TESTO DI PARTENZA:
+++++

Si chiama EC-EARTH il consorzio che ha dato vita al progetto prima ed alla realizzazione poi di un modello climatico che dovrebbe racchiudere lo stato dell’arte della conoscenza del sistema climatico, al fine di condurre delle simulazioni che aiutino a comprenderne l’evoluzione futura.

L’ISAC-CNR è nel consorzio e ieri è stato diramato un comunicato stampa che spiega il progetto e fornisce le indicazioni necessarie per consultare i risultati delle prime sperimentazioni.

A questo link trovate l’home page del progetto, mentre a quest’altro è possibile navigare attraverso le ricostruzioni del clima passato condotte dal modello, il confronto con le osservazioni e, naturalmente i primi scenari di proiezione al….2100. Attualmente sono disponibili simulazioni con gli scenari di emissione RCP 4.5 e 8.5, due dei nuovi scenari di emissione che sostituiranno nel prossimo report dell’IPCC quelli impiegati nell’AR4 del 2007.

+++++

ESTRATTO DEL DATASET:
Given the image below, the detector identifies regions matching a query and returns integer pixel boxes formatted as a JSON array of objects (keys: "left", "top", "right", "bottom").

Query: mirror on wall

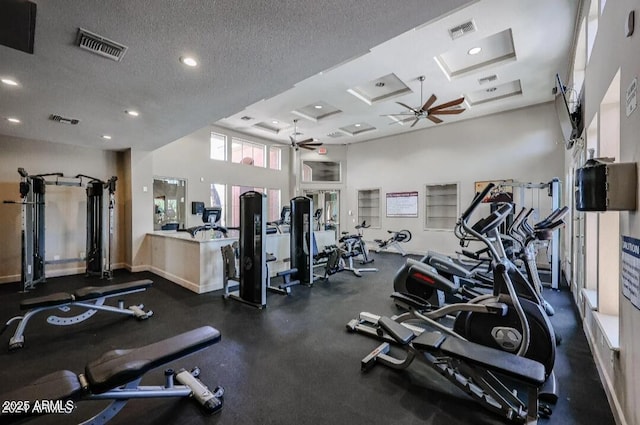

+++++

COMPITI DA SVOLGERE:
[1] Cita dal testo di partenza il passo che inizia con "L’ISAC-CNR è nel" e continua fino a "delle prime sperimentazioni.".
[2] Secondo il testo di partenza, con quali scenari di emissione sono attualmente disponibili le simulazioni?

ELENCO RISPOSTE:
[1]
L’ISAC-CNR è nel consorzio e ieri è stato diramato un comunicato stampa che spiega il progetto e fornisce le indicazioni necessarie per consultare i risultati delle prime sperimentazioni.

[2] Con gli scenari RCP 4.5 e 8.5.